## SUPPLIED MATERIAL

┄┄┄┄┄┄

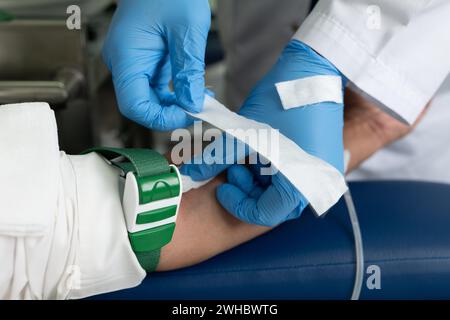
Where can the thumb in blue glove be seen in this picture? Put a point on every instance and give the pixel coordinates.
(316, 128)
(259, 199)
(150, 43)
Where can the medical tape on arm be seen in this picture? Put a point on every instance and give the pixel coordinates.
(319, 182)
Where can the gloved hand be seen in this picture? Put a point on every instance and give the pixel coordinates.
(149, 43)
(317, 128)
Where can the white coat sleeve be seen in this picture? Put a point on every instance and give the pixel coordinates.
(398, 52)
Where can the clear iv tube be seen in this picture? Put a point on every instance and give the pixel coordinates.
(359, 276)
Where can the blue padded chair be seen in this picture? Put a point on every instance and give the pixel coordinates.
(406, 232)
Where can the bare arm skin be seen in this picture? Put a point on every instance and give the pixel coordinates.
(368, 129)
(204, 229)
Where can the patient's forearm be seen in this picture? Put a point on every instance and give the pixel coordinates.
(204, 229)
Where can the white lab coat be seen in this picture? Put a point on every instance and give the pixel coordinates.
(400, 60)
(395, 51)
(62, 229)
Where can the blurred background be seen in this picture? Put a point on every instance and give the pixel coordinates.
(41, 60)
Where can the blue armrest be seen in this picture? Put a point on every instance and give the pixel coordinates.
(406, 232)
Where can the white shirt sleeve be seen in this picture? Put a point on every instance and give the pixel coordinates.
(398, 52)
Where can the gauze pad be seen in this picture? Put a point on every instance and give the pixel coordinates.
(310, 90)
(318, 181)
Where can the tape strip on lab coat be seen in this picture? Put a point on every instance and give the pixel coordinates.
(310, 90)
(319, 182)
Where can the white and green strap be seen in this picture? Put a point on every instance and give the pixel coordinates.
(151, 199)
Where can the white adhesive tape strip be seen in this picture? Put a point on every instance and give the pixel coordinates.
(317, 180)
(316, 89)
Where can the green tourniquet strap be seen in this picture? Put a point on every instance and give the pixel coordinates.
(142, 162)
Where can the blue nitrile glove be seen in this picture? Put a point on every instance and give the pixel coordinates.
(149, 43)
(317, 128)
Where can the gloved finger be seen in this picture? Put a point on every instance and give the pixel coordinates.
(259, 171)
(215, 158)
(166, 97)
(238, 203)
(187, 46)
(279, 201)
(140, 103)
(240, 176)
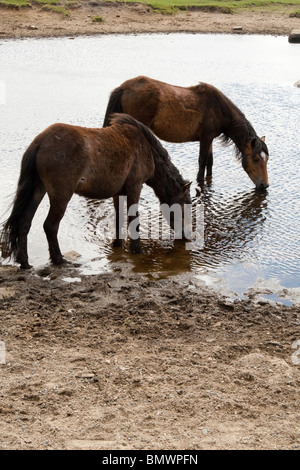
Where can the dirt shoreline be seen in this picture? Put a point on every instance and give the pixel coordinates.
(122, 360)
(137, 18)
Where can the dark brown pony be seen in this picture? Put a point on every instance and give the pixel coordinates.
(95, 163)
(197, 113)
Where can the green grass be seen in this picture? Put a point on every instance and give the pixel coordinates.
(224, 5)
(171, 6)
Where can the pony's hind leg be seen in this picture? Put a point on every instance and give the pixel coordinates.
(51, 226)
(24, 227)
(205, 161)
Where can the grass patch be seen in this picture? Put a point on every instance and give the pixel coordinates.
(57, 9)
(225, 6)
(290, 7)
(15, 3)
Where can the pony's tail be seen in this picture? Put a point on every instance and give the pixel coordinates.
(25, 189)
(114, 105)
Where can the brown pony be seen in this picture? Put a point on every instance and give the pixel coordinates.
(197, 113)
(95, 163)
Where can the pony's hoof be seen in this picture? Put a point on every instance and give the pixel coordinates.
(25, 266)
(116, 243)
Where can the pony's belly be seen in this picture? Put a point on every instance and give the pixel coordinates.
(177, 127)
(97, 190)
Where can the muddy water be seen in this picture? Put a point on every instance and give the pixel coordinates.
(247, 236)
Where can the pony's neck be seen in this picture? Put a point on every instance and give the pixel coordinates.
(166, 181)
(238, 129)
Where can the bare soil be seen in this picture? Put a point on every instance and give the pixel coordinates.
(128, 361)
(137, 18)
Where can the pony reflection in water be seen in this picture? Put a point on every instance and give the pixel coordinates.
(197, 113)
(95, 163)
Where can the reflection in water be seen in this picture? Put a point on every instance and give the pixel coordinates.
(231, 227)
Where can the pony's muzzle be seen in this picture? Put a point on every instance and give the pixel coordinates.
(262, 185)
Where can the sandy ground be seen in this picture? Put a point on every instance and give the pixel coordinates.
(125, 361)
(122, 18)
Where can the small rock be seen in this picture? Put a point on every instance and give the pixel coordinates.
(72, 255)
(294, 37)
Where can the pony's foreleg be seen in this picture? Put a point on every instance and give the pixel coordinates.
(210, 161)
(205, 161)
(24, 227)
(119, 220)
(133, 221)
(51, 226)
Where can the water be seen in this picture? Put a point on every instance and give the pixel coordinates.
(247, 236)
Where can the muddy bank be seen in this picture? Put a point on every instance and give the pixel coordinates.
(126, 361)
(137, 18)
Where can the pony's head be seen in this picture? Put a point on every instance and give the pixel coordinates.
(254, 160)
(176, 213)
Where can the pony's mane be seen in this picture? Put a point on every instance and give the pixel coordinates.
(164, 168)
(241, 132)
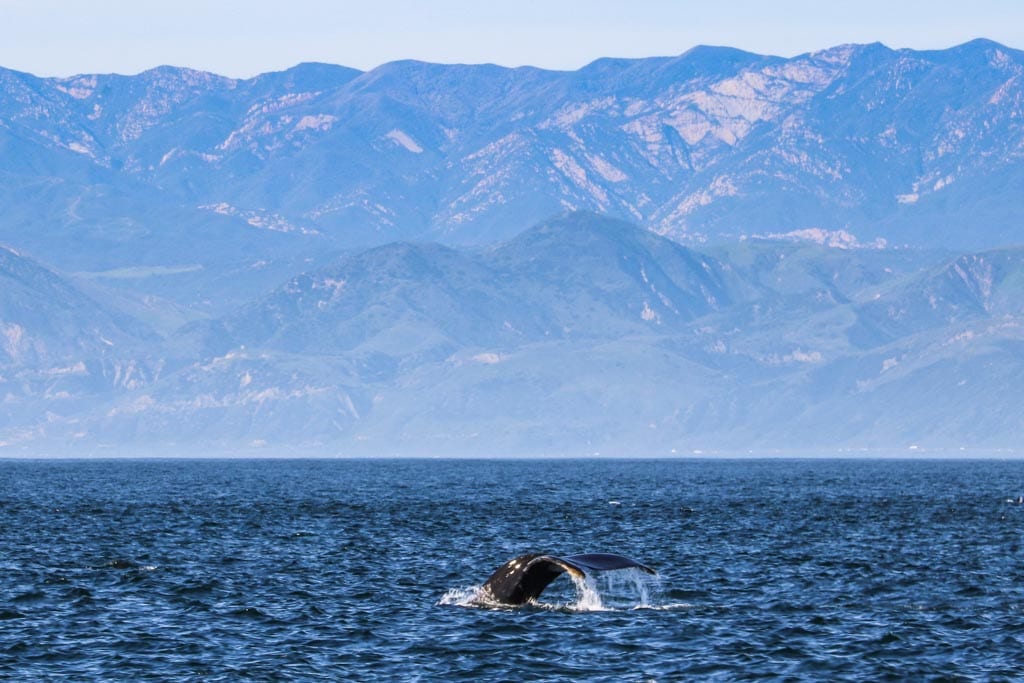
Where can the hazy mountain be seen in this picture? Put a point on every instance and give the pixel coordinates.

┄┄┄┄┄┄

## TO BE DONE
Copy out the material from the line containing "Where can the reflection" through the end of the material, both ends included, without the pictures.

## OUTPUT FOR THIS EXERCISE
Where can the reflection in water be seen in this picture? Put a point on every instance and give the pixel coordinates.
(231, 227)
Where can the pony's muzzle be seen in this picture? Put a point on every instance and give the pixel coordinates.
(262, 185)
Where can the sandy ground be seen in this picture? Put a point on every instance and give the pixel coordinates.
(125, 361)
(122, 18)
Where can the small rock be seen in this picture? Put a point on every instance and give the pixel coordinates.
(72, 255)
(294, 37)
Where can the pony's foreleg be seen in this picture? Put a point on every instance and give the pixel coordinates.
(210, 161)
(205, 161)
(24, 227)
(119, 220)
(133, 221)
(51, 226)
Where can the water be seen in this picture? Put a point on every instance and give the pixel coordinates.
(247, 236)
Where can the muddy bank be seen in this picture? Put a point on every instance and give the pixel coordinates.
(126, 361)
(137, 18)
Where can the pony's head be seen in this picture? Put a point on every instance and give the pixel coordinates.
(254, 160)
(176, 213)
Where can the pony's mane be seen in this picture? Put a point on every instance and give the pixel coordinates.
(164, 168)
(241, 132)
Where can the hazy mountain be seen in this picture? Put a point on every instance and give the pixel coordinates.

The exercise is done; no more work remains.